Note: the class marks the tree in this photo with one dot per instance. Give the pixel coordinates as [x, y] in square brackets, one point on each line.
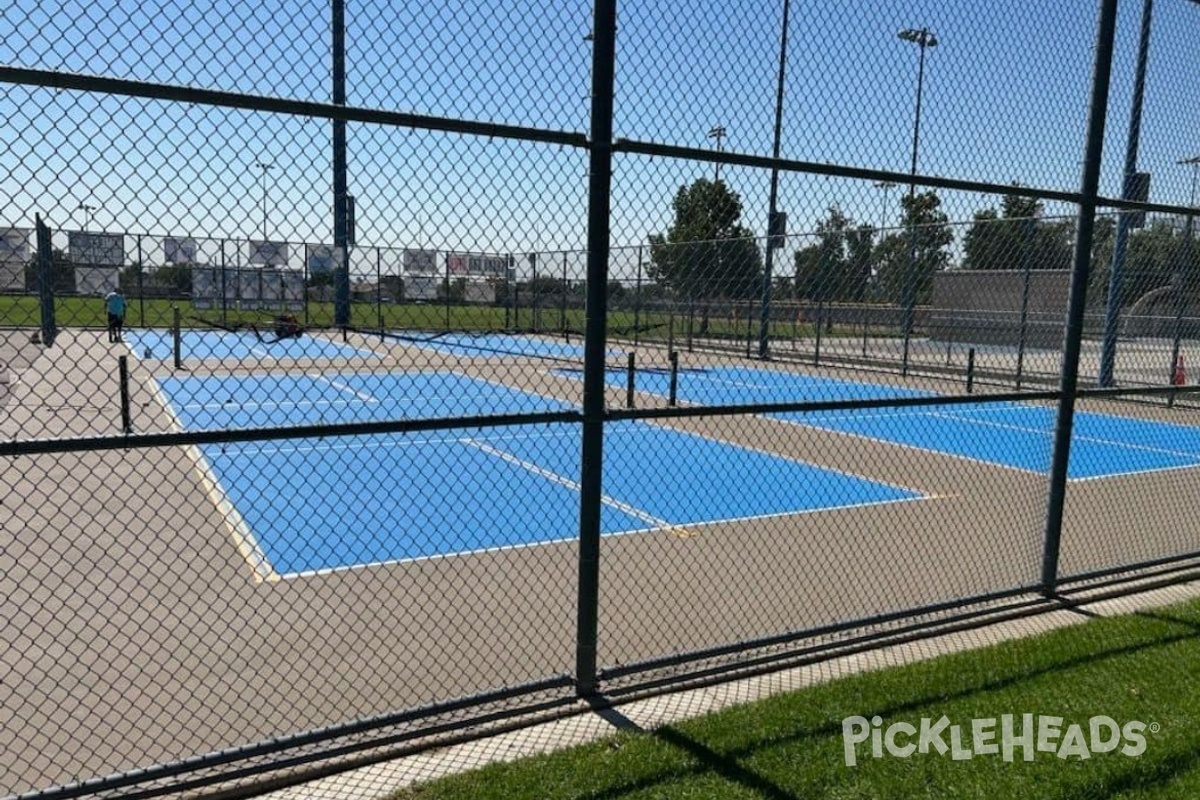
[905, 277]
[838, 266]
[61, 269]
[706, 253]
[1017, 239]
==============================
> _Exercise_
Give back the data verbatim. The pictures are not part of the copy.

> _Reply to the task_
Note: the class marks the tree in this photo with one dot per instance. Give the pixel coordinates as [x, y] in square brackets, one point on each line.
[905, 277]
[838, 266]
[61, 269]
[706, 253]
[1017, 239]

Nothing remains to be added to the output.